It's been four days since he called me and since then I've read a bunch about both the study and the biopsy. Neither are good. If it's not cancerous then the biopsy is fine, since it won't release cancer cells into the lymph system. The radionuclide study can damage your thyroid and you'll have to be on medication for the rest of your life.
In these last four or five days I've had some strange symptoms that may or may not be related to the fact that I've taken myself off wheat and processed sugars. I've been feeling somewhat dizzy/disoriented a few times. When I'm sitting down I feel like I'm falling over backward (slightly). I've been extremely sensitive to odors...when I got my hair cut this week the hairspray made me feel weird. I'm worried my house is contaminated or something.
When I'm outside I feel fine. Driving, I feel fine. I was at a friend's house yesterday and I felt find after about an hour of being there.

**Data under study**

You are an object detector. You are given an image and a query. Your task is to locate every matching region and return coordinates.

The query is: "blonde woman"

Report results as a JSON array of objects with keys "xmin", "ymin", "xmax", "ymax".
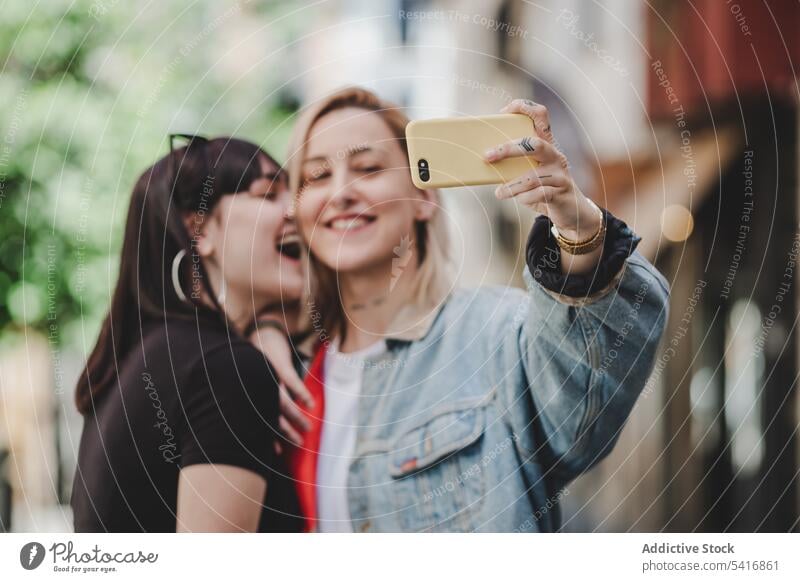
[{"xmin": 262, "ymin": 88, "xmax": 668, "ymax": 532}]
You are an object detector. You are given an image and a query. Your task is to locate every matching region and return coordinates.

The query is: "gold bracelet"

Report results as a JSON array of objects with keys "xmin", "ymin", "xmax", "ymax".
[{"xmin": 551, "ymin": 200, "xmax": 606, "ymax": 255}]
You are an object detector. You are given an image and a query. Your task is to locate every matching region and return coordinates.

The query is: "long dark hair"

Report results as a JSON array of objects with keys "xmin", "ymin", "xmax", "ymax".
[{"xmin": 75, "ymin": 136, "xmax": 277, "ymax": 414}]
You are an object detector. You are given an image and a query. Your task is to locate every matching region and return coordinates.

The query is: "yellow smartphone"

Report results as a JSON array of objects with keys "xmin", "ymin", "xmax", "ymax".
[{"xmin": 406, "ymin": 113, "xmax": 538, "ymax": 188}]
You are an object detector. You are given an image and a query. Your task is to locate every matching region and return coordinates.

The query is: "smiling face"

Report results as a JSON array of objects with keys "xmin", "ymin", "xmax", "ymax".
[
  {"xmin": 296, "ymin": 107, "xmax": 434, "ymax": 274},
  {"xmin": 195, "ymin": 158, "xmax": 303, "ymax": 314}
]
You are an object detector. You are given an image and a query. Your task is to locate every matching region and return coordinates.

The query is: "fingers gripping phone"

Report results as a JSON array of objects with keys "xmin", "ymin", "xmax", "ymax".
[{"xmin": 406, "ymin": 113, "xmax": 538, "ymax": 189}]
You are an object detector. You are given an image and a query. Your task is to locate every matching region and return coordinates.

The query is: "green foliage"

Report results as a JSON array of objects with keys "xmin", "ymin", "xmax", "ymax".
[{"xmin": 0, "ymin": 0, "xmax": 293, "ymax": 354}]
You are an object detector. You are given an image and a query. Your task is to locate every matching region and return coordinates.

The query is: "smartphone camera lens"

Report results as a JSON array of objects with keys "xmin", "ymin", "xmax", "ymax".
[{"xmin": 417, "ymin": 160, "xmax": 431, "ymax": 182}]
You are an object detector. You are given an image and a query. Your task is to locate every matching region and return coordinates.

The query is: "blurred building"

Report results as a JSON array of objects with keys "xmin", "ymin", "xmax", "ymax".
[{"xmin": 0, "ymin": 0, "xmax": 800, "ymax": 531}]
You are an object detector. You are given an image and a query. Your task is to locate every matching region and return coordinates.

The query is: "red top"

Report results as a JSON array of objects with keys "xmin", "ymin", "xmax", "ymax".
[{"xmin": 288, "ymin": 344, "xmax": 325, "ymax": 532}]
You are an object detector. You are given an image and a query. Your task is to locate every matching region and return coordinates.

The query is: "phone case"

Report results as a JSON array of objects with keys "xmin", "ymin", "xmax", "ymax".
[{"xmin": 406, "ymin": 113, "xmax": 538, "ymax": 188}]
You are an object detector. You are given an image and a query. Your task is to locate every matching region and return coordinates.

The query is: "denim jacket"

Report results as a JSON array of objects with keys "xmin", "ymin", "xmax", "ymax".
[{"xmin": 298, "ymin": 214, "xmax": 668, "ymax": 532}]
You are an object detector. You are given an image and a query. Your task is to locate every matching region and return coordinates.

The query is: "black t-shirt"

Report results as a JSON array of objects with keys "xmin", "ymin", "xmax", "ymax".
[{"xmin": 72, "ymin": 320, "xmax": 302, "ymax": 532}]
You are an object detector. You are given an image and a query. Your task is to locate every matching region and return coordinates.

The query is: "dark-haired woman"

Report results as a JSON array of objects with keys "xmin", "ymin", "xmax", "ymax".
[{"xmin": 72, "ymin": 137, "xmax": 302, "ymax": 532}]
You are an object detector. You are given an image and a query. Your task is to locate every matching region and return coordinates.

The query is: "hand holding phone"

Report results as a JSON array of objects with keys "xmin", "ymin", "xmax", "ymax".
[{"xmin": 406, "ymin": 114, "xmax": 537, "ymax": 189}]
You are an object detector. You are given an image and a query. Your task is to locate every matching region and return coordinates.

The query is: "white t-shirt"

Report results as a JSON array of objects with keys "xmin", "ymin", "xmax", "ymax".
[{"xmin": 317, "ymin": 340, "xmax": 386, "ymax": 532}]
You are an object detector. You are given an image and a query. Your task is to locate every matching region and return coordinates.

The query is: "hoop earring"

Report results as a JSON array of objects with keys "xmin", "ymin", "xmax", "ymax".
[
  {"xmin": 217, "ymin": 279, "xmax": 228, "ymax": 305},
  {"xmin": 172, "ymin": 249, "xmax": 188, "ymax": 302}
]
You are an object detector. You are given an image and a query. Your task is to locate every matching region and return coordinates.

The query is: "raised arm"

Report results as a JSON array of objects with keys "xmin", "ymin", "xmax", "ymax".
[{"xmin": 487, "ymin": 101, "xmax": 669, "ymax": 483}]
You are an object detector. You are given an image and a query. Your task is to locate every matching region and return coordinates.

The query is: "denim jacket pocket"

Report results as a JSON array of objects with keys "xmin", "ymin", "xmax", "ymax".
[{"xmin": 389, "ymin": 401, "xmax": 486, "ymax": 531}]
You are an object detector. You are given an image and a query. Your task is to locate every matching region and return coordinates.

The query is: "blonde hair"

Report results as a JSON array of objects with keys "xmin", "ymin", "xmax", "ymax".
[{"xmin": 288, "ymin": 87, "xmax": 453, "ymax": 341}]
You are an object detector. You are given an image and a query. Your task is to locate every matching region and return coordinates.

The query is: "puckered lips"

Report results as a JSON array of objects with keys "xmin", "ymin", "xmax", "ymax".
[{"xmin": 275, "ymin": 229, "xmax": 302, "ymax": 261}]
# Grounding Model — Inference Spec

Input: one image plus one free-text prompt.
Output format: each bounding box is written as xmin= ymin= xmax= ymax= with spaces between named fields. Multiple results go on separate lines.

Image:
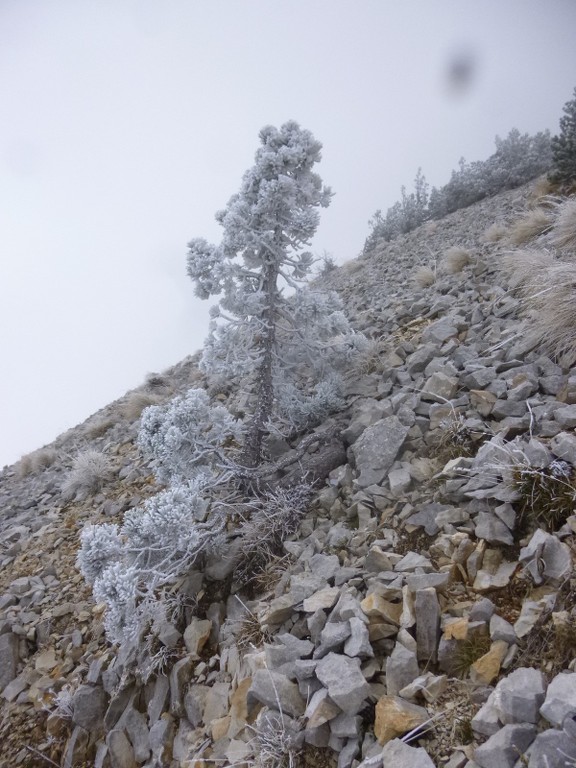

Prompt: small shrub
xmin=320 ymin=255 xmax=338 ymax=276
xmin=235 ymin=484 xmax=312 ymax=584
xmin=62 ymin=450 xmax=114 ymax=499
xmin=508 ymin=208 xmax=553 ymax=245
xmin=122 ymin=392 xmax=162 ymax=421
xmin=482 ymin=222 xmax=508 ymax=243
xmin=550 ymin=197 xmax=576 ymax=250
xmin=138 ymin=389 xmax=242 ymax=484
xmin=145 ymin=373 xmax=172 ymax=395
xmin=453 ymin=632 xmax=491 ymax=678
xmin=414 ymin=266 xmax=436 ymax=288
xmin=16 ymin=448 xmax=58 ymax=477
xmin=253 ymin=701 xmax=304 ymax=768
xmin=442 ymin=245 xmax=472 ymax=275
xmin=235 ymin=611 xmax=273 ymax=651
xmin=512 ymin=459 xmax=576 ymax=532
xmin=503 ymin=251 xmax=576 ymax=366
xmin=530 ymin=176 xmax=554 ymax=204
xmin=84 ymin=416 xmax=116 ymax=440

**Task set**
1 > In the health post, retype the passage from "It's been four" to "contaminated or something.".
2 > Translate this sentence from the health post into Spanish: "The radionuclide study can damage your thyroid and you'll have to be on medication for the rest of your life."

**Set of answers**
1 >
It's been four days since he called me and since then I've read a bunch about both the study and the biopsy. Neither are good. If it's not cancerous then the biopsy is fine, since it won't release cancer cells into the lymph system. The radionuclide study can damage your thyroid and you'll have to be on medication for the rest of your life.
In these last four or five days I've had some strange symptoms that may or may not be related to the fact that I've taken myself off wheat and processed sugars. I've been feeling somewhat dizzy/disoriented a few times. When I'm sitting down I feel like I'm falling over backward (slightly). I've been extremely sensitive to odors...when I got my hair cut this week the hairspray made me feel weird. I'm worried my house is contaminated or something.

2 > El estudio con radionúclidos puede dañarte la tiroides y tendrás que tomar medicación por el resto de tu vida.